● **Problem to work on**
Begin with the line that contains "In the photograph above, where can the small dark" and transcribe each line after it, up to and including the last line of the listing below.

● **Supplied material**
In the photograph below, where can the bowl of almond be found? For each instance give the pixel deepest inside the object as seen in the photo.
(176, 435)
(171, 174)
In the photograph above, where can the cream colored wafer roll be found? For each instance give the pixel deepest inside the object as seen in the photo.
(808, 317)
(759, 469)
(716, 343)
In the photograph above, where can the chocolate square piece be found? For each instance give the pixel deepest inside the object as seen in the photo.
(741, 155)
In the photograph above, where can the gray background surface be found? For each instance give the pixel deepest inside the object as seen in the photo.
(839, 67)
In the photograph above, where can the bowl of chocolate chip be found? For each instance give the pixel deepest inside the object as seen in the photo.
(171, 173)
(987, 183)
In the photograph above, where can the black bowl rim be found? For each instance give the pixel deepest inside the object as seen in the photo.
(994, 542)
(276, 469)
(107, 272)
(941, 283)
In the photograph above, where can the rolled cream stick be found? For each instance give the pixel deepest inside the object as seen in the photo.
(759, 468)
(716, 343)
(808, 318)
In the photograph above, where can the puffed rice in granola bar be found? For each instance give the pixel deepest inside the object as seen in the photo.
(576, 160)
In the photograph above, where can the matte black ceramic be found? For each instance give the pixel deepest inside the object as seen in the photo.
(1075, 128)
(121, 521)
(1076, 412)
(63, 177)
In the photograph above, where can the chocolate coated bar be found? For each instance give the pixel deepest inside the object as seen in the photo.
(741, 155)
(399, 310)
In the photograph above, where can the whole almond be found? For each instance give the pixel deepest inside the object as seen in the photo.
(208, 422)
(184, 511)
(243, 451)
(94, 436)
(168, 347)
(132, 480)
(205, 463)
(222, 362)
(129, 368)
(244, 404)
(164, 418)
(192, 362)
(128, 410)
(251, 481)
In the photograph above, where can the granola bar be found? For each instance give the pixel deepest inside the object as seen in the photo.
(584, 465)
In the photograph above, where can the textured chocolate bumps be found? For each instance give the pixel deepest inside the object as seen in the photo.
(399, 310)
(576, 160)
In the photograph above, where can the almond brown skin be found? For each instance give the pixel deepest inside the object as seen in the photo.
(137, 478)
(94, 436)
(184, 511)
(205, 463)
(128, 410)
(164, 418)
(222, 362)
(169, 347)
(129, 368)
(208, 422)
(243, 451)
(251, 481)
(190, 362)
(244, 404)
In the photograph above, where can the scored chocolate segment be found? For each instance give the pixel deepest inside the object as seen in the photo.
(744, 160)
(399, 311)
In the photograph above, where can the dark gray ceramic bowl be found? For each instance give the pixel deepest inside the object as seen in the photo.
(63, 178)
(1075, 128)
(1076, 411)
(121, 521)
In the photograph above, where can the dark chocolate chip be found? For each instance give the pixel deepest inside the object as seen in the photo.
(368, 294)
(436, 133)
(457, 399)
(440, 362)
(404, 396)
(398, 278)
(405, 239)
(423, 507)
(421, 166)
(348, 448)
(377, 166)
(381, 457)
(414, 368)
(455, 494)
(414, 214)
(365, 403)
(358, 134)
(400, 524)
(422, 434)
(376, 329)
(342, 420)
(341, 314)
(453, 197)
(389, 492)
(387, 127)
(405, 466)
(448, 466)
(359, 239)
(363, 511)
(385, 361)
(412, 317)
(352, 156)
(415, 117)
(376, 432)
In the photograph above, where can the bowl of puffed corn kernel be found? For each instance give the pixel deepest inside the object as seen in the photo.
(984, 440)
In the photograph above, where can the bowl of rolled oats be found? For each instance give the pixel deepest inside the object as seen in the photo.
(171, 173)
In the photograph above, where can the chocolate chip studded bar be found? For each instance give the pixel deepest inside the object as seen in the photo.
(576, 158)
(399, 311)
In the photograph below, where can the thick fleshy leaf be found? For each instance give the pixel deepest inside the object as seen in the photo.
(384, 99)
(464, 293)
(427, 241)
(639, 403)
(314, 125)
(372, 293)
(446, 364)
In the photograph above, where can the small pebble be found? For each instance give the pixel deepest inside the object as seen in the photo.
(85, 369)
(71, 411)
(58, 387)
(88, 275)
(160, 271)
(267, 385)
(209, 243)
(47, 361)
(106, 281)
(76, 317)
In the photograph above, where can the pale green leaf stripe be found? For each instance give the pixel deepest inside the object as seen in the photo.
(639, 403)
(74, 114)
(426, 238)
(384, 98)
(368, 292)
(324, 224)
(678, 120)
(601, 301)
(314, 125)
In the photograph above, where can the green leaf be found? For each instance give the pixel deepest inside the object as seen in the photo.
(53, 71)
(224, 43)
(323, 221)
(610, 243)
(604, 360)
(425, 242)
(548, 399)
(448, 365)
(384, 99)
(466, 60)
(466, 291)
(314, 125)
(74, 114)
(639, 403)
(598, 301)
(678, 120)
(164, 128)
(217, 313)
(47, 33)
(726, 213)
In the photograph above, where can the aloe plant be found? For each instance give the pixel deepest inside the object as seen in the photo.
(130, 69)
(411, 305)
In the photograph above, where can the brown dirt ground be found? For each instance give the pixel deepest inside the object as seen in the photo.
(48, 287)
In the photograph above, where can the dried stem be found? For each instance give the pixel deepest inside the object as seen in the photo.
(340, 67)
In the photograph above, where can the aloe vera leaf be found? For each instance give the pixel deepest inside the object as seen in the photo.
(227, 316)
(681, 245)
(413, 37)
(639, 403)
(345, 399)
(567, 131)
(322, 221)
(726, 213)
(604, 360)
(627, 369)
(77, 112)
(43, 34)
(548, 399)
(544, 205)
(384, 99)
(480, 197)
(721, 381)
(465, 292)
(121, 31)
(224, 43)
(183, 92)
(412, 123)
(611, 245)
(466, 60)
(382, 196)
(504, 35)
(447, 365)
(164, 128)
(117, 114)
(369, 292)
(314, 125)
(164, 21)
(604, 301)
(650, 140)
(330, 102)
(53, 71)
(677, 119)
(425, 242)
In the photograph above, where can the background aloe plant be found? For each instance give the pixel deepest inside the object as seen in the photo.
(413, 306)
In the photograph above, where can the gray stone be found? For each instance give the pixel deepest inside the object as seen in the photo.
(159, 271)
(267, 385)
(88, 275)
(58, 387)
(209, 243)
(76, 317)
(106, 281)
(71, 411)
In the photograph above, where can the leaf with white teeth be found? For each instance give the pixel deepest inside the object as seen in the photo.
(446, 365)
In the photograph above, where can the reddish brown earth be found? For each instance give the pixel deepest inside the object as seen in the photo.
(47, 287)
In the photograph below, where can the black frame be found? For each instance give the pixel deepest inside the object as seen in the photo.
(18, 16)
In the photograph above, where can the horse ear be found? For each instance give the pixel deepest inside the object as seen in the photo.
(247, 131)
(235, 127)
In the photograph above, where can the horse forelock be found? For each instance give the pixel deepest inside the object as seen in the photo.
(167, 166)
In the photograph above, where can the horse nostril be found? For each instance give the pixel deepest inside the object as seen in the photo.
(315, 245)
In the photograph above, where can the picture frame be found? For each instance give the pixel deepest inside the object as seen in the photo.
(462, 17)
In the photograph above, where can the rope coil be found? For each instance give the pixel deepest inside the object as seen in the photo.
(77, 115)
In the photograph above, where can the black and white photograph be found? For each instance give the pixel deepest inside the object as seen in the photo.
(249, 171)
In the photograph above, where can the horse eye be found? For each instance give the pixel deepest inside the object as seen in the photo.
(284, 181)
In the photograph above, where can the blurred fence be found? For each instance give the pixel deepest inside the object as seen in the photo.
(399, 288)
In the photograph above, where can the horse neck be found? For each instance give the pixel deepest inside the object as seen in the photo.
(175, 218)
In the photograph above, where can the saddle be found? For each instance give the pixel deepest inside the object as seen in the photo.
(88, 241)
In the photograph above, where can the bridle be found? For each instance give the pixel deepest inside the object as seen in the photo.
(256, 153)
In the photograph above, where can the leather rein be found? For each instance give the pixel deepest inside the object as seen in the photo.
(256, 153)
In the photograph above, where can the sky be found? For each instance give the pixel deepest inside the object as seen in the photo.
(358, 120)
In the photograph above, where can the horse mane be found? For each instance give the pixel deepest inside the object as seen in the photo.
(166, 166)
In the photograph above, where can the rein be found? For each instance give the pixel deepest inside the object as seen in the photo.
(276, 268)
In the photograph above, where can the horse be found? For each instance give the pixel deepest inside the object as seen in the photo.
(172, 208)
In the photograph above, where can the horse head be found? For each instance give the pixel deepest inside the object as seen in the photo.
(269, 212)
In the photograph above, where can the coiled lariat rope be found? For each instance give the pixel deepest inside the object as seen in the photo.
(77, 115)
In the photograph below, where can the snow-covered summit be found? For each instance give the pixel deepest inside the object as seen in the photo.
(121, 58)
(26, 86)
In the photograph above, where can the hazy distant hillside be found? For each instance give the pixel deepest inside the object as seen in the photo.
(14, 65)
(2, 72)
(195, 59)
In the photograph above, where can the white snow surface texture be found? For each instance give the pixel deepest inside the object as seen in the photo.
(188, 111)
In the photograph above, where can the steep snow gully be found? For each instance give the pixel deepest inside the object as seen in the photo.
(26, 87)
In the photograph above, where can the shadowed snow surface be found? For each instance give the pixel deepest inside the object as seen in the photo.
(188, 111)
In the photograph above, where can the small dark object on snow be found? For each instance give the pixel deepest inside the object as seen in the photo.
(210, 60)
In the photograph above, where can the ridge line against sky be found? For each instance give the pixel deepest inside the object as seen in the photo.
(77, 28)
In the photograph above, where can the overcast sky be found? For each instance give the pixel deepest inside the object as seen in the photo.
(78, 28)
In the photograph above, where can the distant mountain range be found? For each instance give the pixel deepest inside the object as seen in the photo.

● **Reply**
In the photograph above, where can the small dark object on snow be found? For each instance give the pixel deepest inside the object as seen in the photo.
(210, 60)
In the photograph above, where can the ridge line against sky be found? For each instance give the pixel deepest inside the object as seen in the photo.
(77, 28)
In the photograph above, where can the overcast sky be found? For each instance give the pixel deepest inside the object as seen in the photo.
(78, 28)
In the photograph above, where can the distant mountain range be found? For each instance give the pixel deepest inside the object as seen in the photo.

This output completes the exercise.